##### Stored data

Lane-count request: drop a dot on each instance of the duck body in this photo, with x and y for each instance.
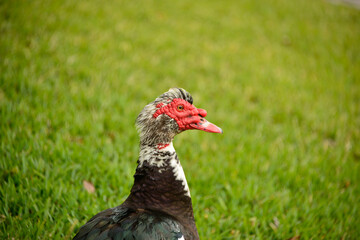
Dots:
(159, 205)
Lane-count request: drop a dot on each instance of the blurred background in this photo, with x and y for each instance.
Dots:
(281, 78)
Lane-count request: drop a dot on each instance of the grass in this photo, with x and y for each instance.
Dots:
(281, 78)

##########

Goal of the exercise —
Present every line of the data above as a numbered list, omitting blank lines and leaving the pictures out.

Response —
1. Lane-count request: drop a dot on each instance of the duck body in this photo, with x and y for each instance.
2. Dots:
3. (159, 205)
4. Lane-count request: drop a dot on each instance of the blurred background in this photo, with x and y for each instance.
5. Dots:
6. (281, 78)
7. Lane-count request: drop a dot on each instance of the grass in this photo, with x and y for each instance.
8. Dots:
9. (281, 78)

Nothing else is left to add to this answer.